Which rows contain the string "hall", matching case exactly? Find each one and copy it out whole.

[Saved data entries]
----------------

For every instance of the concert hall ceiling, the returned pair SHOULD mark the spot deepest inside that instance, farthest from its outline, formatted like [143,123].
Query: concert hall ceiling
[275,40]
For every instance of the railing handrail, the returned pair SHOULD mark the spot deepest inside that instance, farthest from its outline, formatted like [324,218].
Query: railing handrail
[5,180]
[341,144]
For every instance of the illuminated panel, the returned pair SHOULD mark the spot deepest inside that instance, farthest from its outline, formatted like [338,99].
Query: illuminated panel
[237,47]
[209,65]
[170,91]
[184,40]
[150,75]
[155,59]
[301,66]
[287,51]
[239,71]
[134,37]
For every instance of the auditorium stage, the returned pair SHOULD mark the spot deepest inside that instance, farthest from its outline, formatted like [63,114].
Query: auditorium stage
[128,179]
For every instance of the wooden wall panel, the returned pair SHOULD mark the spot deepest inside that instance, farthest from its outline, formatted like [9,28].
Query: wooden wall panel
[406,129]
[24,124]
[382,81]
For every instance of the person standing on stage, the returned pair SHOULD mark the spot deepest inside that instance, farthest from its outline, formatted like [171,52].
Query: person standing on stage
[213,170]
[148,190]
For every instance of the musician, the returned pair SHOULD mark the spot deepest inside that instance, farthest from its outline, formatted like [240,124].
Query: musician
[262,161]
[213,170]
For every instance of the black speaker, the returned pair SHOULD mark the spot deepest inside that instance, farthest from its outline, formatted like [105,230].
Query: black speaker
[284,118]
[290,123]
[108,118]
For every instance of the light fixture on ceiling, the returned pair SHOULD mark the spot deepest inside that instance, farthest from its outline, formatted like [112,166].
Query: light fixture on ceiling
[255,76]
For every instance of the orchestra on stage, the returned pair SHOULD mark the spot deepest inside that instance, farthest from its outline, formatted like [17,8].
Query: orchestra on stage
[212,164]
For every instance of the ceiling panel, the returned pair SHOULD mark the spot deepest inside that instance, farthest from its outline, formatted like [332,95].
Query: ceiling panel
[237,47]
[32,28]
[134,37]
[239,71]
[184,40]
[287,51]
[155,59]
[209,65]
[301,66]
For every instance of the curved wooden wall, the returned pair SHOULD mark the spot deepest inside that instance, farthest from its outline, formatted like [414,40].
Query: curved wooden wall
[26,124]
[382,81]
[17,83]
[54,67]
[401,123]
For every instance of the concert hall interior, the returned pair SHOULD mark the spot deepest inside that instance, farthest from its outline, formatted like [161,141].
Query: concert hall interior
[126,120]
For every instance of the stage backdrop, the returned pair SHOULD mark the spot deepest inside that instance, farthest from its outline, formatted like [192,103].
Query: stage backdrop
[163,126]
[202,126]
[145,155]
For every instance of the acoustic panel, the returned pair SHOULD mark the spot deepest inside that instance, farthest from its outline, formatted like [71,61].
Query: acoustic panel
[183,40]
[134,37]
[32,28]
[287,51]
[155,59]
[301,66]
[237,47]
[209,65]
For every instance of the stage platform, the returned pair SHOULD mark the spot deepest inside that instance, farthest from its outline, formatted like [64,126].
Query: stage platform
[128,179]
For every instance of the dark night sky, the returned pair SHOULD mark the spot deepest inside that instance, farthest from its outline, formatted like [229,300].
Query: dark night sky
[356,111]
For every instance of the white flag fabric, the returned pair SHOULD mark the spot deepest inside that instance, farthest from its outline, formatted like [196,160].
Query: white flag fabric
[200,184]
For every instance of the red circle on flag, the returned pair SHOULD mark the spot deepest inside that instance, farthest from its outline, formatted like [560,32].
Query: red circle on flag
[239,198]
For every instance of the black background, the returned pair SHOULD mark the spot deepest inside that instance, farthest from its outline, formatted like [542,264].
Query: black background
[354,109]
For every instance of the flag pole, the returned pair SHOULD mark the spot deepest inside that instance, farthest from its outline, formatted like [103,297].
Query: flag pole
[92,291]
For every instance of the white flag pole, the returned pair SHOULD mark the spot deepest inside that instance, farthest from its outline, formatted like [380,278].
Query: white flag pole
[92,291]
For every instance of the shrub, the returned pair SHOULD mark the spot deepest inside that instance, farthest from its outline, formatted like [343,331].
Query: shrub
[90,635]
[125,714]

----------------

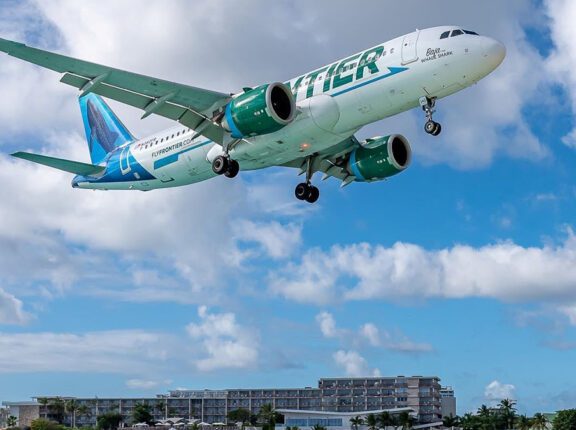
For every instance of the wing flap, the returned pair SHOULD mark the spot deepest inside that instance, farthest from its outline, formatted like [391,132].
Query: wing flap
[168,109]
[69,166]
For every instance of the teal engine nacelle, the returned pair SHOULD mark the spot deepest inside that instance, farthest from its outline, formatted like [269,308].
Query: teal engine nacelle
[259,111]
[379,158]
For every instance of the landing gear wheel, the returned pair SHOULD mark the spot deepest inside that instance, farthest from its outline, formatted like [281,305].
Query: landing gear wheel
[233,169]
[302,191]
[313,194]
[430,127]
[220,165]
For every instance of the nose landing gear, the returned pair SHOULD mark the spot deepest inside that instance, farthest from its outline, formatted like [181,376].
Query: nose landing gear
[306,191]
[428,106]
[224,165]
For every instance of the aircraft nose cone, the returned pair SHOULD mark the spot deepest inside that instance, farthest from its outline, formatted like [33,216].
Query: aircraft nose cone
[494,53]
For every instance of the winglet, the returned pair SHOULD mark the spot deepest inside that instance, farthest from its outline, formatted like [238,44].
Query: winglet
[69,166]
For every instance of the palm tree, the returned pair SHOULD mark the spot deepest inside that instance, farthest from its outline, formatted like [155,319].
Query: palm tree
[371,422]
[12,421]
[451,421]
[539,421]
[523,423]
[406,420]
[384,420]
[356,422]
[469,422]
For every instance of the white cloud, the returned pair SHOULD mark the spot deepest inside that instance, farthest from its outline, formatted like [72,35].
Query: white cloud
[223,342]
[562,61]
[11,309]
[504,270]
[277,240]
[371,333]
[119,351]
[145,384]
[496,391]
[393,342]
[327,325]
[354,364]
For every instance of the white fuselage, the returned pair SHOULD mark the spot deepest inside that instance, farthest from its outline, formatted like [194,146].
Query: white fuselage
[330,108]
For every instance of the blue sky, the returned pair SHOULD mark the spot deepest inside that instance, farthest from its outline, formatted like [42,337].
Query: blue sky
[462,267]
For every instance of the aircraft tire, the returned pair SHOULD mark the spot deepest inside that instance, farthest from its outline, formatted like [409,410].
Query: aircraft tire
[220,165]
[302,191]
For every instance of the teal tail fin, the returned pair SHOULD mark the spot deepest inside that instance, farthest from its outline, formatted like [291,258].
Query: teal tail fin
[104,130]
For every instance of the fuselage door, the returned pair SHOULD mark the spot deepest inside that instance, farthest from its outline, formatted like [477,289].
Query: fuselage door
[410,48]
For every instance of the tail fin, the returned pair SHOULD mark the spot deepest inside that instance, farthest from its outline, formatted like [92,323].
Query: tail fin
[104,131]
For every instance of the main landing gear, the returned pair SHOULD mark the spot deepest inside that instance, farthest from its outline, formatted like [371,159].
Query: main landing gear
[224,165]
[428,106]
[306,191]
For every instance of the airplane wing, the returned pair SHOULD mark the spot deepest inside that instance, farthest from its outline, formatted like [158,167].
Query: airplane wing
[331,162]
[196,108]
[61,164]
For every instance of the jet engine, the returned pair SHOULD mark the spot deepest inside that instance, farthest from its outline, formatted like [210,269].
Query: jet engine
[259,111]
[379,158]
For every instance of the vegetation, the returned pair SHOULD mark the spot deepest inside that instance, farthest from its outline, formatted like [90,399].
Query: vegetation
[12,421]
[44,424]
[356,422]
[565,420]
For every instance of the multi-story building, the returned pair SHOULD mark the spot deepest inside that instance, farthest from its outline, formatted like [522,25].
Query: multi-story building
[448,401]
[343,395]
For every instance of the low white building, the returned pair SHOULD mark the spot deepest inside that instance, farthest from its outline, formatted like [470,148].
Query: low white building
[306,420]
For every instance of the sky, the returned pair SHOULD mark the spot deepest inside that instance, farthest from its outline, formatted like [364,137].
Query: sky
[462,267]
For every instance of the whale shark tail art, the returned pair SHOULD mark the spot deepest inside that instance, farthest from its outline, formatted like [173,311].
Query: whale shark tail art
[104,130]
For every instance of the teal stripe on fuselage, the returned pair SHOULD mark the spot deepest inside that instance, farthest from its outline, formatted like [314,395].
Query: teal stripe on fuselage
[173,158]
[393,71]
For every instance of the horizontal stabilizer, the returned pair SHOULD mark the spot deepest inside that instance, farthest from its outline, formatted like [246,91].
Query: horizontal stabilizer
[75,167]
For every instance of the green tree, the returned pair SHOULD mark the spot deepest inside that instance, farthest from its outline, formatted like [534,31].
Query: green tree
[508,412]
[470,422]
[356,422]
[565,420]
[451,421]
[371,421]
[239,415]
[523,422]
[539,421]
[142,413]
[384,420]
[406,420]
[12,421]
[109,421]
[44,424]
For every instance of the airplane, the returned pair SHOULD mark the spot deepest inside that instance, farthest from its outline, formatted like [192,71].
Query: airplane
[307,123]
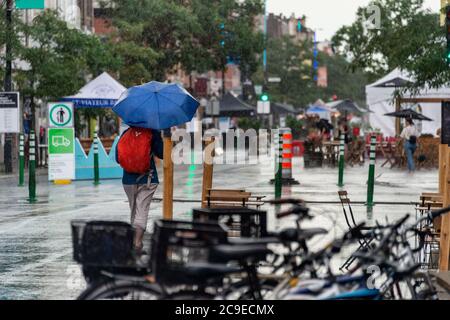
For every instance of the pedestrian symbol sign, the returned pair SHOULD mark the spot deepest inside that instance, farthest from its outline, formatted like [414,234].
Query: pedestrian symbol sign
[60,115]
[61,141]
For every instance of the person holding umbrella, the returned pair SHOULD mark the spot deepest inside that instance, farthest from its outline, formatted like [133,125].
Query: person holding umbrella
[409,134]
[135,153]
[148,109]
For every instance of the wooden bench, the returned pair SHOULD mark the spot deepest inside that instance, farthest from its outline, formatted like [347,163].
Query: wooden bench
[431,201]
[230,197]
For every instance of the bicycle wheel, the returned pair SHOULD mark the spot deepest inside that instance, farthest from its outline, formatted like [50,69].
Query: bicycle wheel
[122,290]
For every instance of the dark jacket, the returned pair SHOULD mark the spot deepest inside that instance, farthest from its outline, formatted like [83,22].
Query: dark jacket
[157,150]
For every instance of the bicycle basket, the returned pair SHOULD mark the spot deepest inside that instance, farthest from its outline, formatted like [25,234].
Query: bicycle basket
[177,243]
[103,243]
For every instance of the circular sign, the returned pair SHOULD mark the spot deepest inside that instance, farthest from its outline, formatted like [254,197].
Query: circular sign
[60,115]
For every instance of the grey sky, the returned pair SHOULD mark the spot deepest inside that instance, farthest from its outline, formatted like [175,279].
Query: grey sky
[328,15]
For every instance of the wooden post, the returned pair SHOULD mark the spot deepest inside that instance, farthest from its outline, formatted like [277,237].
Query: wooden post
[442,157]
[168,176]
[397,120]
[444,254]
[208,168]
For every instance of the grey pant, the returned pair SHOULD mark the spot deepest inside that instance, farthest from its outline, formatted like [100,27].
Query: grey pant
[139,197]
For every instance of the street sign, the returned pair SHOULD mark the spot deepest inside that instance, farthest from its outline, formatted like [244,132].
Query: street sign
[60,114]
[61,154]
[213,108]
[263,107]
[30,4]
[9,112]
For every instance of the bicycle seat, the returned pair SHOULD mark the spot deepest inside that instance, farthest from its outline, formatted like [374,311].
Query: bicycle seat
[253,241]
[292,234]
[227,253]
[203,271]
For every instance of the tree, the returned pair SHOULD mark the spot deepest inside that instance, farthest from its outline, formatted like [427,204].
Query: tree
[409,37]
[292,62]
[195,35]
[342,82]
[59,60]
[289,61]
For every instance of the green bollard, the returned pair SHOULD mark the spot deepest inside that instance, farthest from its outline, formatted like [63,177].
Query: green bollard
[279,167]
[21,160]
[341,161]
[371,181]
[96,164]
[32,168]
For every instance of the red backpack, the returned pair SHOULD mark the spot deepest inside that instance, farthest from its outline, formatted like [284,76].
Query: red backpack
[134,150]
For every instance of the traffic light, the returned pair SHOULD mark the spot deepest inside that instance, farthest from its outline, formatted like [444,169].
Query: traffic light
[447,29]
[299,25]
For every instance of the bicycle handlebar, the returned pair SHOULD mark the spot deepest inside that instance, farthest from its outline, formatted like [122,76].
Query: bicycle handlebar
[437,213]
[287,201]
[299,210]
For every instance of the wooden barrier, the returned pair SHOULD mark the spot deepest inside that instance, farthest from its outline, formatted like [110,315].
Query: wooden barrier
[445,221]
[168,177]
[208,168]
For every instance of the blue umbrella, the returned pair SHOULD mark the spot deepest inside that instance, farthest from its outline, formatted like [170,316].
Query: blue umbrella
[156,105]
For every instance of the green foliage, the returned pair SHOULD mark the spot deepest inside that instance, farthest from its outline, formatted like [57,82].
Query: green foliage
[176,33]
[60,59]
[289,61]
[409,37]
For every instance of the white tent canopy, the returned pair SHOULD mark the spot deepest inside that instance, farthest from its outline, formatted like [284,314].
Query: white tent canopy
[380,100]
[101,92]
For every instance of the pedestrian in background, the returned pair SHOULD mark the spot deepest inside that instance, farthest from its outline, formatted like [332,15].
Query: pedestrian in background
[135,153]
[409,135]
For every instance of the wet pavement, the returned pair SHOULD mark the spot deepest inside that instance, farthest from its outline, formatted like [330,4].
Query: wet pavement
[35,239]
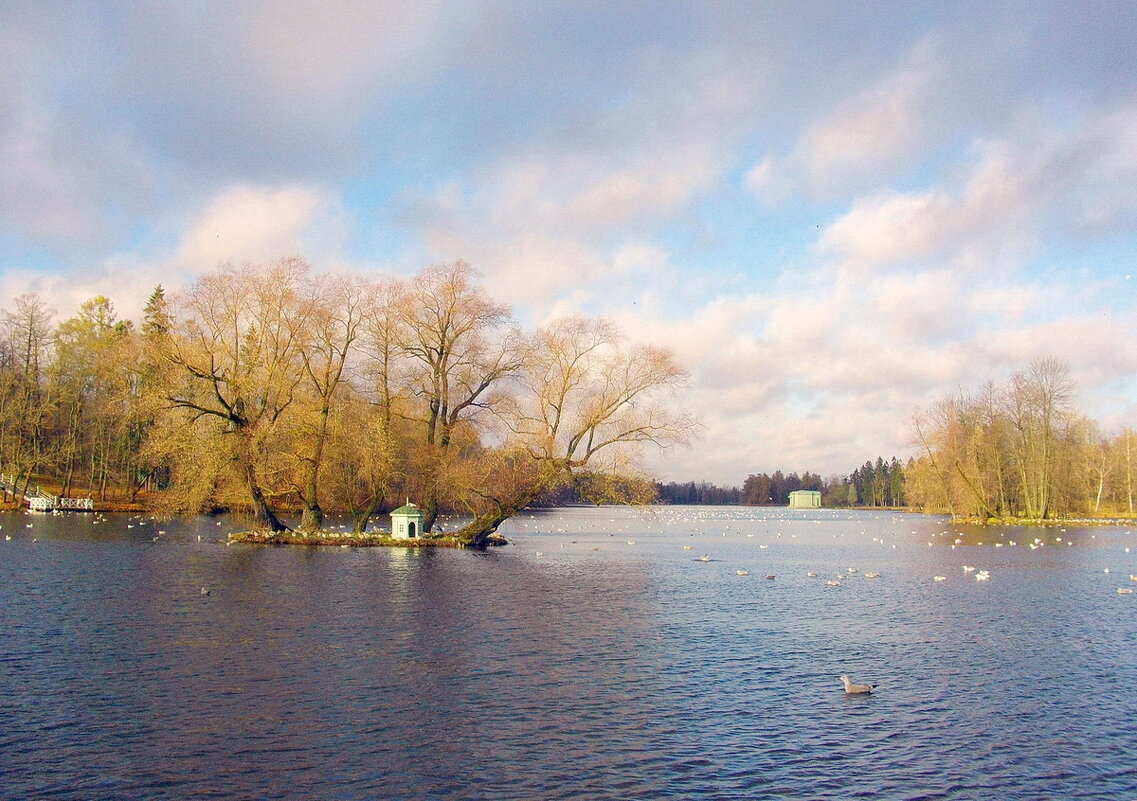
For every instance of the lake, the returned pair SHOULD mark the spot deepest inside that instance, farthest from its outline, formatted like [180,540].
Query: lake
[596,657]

----------------

Completed task:
For every instance of the concert hall ceiling, the returned pair SHOULD mark the spot deepest inside that instance, farthest from its outline, formatted like [143,123].
Query: concert hall ceiling
For every instance of the concert hall interior, the returned pair SHOULD mark the spot deepest inside that instance, farthest from its outline, formatted like [161,141].
Query: concert hall interior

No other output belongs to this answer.